§ **INSTRUCTIONS TO FOLLOW**
Every line that contains the word "road" should be copied from the records below.

(Referring expression pointing data)
+--
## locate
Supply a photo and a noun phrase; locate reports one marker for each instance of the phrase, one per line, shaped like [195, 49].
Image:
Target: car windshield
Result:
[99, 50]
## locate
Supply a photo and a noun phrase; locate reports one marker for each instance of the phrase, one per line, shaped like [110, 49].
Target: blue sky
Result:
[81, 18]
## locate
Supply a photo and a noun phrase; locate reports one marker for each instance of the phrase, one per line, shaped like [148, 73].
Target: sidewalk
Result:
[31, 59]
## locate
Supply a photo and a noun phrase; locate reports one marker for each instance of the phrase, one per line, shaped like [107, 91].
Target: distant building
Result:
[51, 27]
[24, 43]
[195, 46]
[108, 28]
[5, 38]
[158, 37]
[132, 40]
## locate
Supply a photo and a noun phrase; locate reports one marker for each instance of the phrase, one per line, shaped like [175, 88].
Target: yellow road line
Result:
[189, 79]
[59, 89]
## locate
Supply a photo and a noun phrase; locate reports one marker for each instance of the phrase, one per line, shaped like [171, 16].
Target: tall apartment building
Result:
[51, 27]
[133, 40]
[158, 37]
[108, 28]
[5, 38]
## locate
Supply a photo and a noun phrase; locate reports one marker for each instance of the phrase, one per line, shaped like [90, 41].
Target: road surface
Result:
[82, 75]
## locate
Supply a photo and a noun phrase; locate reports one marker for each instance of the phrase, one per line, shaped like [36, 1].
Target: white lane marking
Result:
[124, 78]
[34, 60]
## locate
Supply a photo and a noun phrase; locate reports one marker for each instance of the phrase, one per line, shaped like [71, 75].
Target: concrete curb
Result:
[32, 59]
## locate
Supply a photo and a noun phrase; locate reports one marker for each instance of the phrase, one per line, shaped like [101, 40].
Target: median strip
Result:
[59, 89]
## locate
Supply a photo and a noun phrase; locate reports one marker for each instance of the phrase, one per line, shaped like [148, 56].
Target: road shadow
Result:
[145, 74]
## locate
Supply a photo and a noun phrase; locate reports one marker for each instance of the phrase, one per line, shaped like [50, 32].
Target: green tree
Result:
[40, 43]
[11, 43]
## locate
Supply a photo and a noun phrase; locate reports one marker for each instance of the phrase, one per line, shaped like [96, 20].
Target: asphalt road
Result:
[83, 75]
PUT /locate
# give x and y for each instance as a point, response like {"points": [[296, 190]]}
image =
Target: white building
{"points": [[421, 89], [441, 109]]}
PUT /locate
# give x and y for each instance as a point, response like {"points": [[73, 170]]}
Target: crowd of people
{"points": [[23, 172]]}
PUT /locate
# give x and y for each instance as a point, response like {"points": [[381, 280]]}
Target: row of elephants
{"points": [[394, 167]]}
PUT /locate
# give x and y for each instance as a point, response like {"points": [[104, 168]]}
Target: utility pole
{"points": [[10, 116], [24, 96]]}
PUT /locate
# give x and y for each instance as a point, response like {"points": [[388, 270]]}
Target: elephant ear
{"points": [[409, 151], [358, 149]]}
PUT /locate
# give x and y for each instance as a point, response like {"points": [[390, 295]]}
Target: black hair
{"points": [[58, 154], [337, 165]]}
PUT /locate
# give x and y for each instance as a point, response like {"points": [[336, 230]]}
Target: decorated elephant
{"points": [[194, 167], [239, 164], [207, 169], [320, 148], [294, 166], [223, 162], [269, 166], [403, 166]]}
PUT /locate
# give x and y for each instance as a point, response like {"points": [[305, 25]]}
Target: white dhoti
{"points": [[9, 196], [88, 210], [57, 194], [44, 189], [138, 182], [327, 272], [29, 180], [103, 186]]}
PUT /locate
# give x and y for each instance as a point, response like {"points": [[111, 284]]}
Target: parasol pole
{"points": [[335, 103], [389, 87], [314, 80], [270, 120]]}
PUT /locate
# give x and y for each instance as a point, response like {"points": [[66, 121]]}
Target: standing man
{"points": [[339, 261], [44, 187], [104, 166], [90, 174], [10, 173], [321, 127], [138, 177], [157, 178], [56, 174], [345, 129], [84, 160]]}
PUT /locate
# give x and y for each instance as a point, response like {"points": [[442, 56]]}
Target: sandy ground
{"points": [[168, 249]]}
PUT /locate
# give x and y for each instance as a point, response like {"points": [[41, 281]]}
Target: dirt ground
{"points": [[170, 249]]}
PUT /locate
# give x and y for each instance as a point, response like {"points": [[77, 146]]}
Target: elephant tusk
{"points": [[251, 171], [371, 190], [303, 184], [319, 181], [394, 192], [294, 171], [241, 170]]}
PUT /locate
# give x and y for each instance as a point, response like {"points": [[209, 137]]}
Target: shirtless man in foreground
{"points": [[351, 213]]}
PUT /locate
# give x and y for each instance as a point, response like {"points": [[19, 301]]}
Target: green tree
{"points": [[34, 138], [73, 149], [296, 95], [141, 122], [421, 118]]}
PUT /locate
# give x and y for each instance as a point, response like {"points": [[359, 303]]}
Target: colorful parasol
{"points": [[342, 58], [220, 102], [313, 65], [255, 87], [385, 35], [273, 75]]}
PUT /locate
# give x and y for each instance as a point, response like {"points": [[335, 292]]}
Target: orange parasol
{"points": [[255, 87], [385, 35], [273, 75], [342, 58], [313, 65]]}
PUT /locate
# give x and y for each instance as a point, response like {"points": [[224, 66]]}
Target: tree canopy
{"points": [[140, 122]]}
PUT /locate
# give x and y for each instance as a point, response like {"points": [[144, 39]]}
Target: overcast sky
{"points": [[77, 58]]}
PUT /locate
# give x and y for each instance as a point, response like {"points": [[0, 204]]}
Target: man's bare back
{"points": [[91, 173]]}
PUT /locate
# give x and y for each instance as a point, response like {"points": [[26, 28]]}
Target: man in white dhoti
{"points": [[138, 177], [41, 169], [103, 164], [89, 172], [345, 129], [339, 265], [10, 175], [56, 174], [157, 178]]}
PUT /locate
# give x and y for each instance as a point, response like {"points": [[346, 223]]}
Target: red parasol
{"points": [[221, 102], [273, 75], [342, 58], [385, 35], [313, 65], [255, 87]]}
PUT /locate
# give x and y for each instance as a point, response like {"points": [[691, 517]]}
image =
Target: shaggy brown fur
+--
§ **ANSWER BOX**
Target: yellow road line
Target: road surface
Target: road shadow
Target: asphalt road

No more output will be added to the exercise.